Count the lines in the entries below that contain the string "surface", and reply with only that number.
── SUPPLIED MATERIAL ──
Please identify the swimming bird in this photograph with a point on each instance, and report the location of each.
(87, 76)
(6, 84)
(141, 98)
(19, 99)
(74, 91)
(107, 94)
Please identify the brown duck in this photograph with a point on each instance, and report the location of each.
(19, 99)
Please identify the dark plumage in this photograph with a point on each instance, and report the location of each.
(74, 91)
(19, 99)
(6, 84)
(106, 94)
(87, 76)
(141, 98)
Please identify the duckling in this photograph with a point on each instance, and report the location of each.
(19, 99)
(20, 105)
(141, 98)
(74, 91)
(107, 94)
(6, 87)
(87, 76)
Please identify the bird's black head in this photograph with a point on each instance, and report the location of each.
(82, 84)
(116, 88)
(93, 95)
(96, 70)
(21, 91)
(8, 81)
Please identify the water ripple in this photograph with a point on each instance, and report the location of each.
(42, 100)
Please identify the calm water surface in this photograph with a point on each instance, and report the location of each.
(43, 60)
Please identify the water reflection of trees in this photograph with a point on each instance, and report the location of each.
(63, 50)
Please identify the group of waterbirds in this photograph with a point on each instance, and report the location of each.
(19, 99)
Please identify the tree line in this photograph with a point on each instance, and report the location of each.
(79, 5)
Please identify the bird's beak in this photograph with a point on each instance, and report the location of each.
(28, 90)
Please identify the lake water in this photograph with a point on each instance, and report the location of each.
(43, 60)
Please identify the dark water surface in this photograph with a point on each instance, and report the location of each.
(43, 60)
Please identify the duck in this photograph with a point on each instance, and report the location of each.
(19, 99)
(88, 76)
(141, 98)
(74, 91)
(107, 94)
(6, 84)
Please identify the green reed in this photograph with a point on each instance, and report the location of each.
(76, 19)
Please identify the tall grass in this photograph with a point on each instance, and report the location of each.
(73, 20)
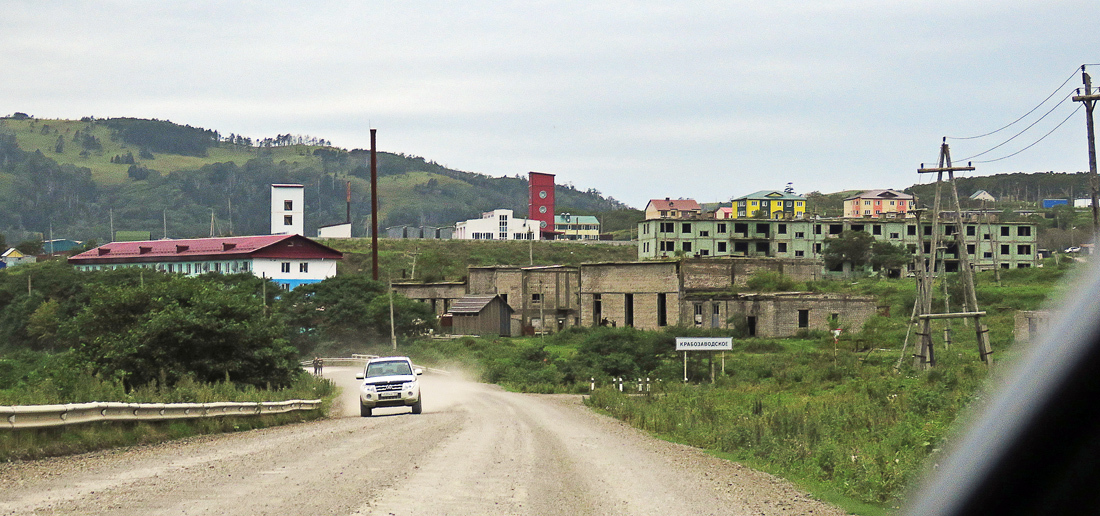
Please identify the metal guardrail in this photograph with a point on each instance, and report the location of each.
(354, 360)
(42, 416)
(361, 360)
───
── SUPPLIED MATERIAL ──
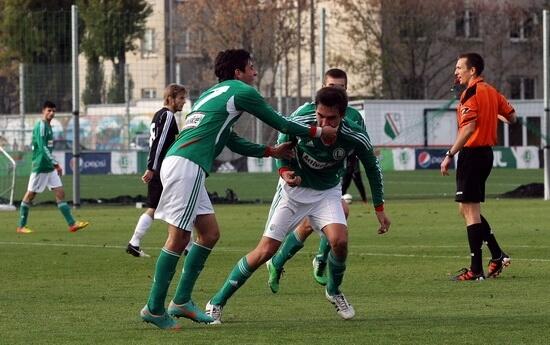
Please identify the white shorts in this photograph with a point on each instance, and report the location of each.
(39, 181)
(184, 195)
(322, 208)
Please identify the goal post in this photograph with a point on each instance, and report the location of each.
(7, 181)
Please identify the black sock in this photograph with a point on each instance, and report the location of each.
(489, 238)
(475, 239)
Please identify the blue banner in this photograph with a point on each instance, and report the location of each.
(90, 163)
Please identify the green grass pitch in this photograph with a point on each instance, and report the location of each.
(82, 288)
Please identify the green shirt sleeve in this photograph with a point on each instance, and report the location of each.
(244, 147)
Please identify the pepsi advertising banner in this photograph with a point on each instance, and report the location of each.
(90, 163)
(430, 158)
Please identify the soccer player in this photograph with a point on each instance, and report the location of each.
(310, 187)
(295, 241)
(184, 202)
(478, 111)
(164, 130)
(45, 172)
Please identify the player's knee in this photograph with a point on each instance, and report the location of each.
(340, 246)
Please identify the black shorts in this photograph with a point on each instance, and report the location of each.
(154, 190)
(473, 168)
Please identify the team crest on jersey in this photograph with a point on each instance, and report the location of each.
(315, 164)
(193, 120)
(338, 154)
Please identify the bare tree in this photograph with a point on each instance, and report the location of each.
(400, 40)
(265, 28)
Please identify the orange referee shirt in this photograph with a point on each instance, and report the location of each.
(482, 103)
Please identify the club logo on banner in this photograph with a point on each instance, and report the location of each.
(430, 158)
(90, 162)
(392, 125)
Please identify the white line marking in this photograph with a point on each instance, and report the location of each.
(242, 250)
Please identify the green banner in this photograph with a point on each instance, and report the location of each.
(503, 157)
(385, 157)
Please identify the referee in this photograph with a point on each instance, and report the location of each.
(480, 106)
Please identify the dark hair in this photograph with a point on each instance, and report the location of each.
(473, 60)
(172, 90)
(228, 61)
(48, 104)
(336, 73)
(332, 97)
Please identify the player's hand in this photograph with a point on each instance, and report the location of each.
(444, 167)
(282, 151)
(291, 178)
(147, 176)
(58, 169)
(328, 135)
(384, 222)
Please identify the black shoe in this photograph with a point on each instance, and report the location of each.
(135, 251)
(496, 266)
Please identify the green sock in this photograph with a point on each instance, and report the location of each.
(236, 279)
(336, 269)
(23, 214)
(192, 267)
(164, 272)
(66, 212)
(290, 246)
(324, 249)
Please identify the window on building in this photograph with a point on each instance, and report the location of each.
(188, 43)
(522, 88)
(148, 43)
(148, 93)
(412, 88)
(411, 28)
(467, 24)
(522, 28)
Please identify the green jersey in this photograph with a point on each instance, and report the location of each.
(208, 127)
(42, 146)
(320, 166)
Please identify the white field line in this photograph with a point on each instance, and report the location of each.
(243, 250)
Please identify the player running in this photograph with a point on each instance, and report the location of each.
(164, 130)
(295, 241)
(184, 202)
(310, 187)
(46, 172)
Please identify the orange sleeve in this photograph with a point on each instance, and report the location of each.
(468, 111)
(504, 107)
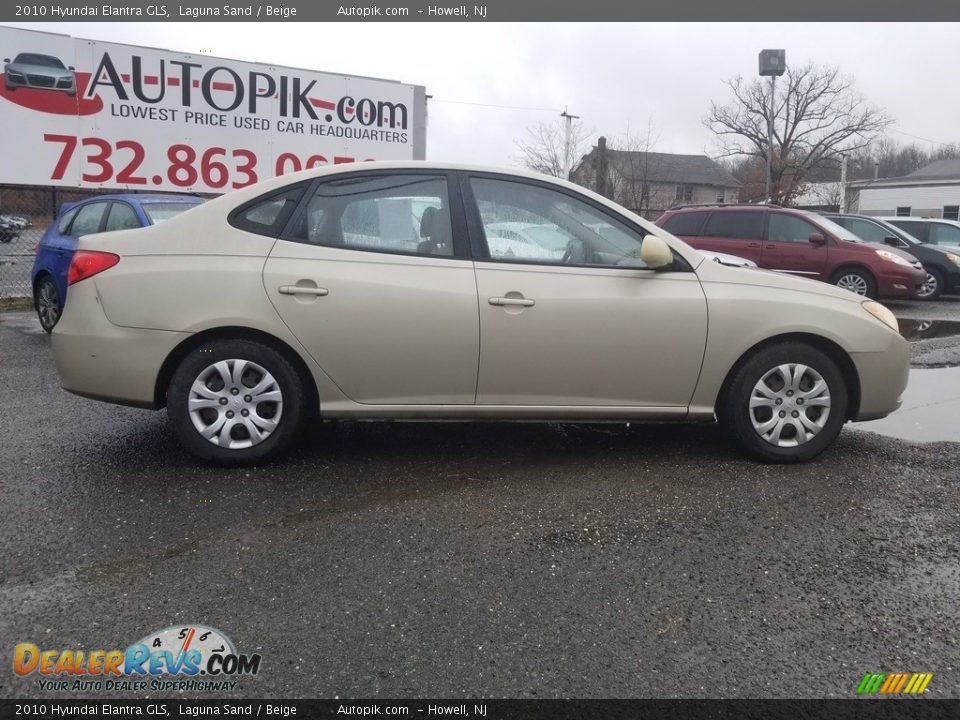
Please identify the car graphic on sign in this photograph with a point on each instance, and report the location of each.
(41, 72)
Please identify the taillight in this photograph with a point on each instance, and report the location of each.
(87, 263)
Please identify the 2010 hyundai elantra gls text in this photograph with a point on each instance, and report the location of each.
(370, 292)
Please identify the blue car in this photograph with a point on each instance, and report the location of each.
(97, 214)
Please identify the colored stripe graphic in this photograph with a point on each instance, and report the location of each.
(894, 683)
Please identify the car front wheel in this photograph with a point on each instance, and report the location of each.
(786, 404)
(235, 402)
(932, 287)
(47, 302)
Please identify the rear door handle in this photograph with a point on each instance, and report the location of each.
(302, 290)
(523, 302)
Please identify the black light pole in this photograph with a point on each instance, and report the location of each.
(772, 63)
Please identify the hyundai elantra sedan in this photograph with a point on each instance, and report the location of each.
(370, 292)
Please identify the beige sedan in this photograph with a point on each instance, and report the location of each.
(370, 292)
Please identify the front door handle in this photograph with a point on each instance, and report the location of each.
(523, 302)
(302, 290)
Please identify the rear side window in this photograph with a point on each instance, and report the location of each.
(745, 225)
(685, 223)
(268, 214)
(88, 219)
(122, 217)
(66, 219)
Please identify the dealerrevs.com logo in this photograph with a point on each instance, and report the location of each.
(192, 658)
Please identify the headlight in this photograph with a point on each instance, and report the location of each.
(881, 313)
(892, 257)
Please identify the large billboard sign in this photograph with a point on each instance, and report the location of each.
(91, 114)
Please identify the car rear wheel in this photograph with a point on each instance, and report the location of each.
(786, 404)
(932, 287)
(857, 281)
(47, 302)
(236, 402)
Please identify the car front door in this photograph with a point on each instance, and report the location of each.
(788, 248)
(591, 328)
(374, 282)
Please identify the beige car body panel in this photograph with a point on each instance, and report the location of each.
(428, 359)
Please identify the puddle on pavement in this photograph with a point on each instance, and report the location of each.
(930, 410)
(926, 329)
───
── SUPPLIED MATERIAL ──
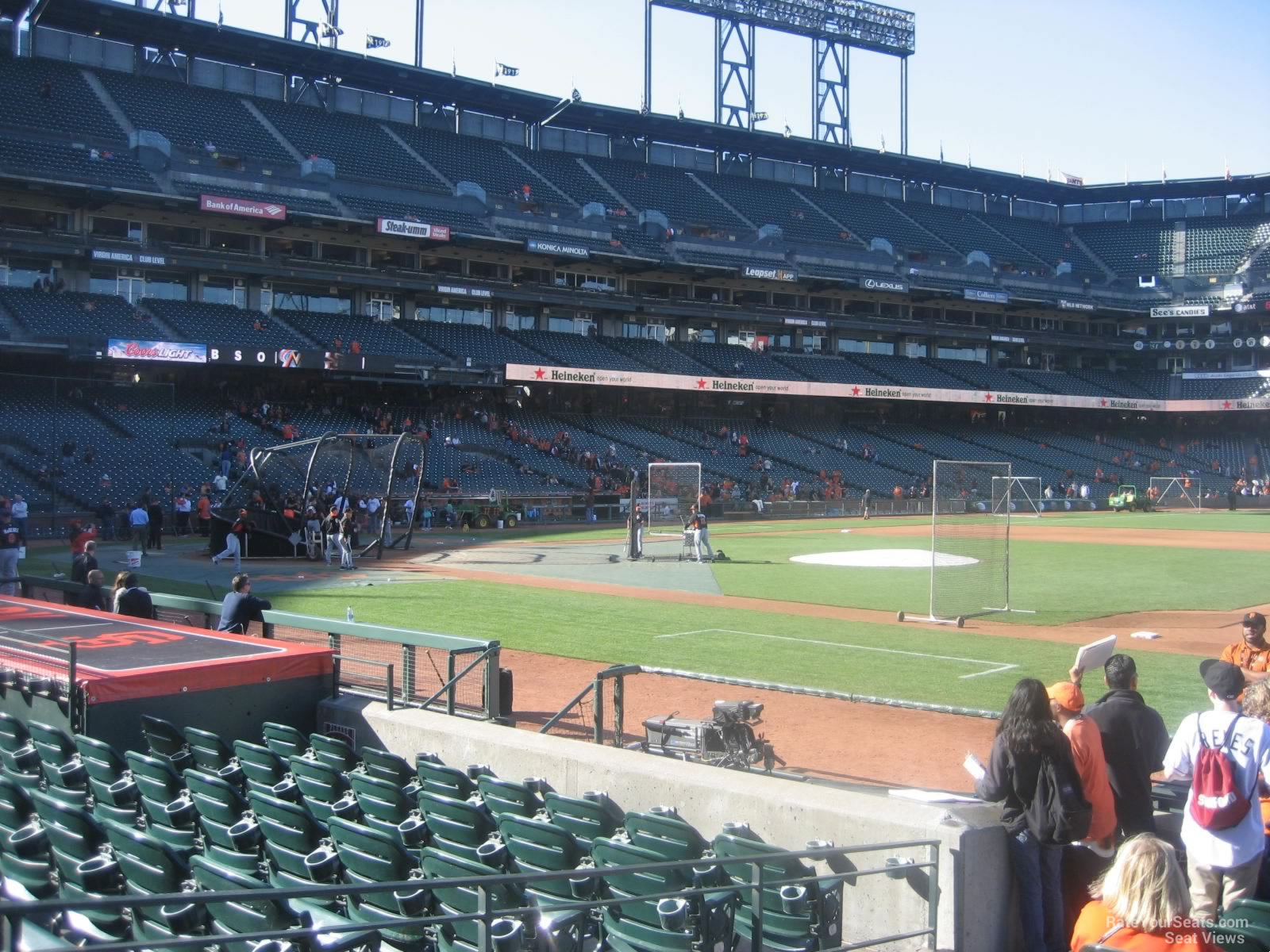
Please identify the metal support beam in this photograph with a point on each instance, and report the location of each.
───
* _RESPONSE TO THIS TASK_:
2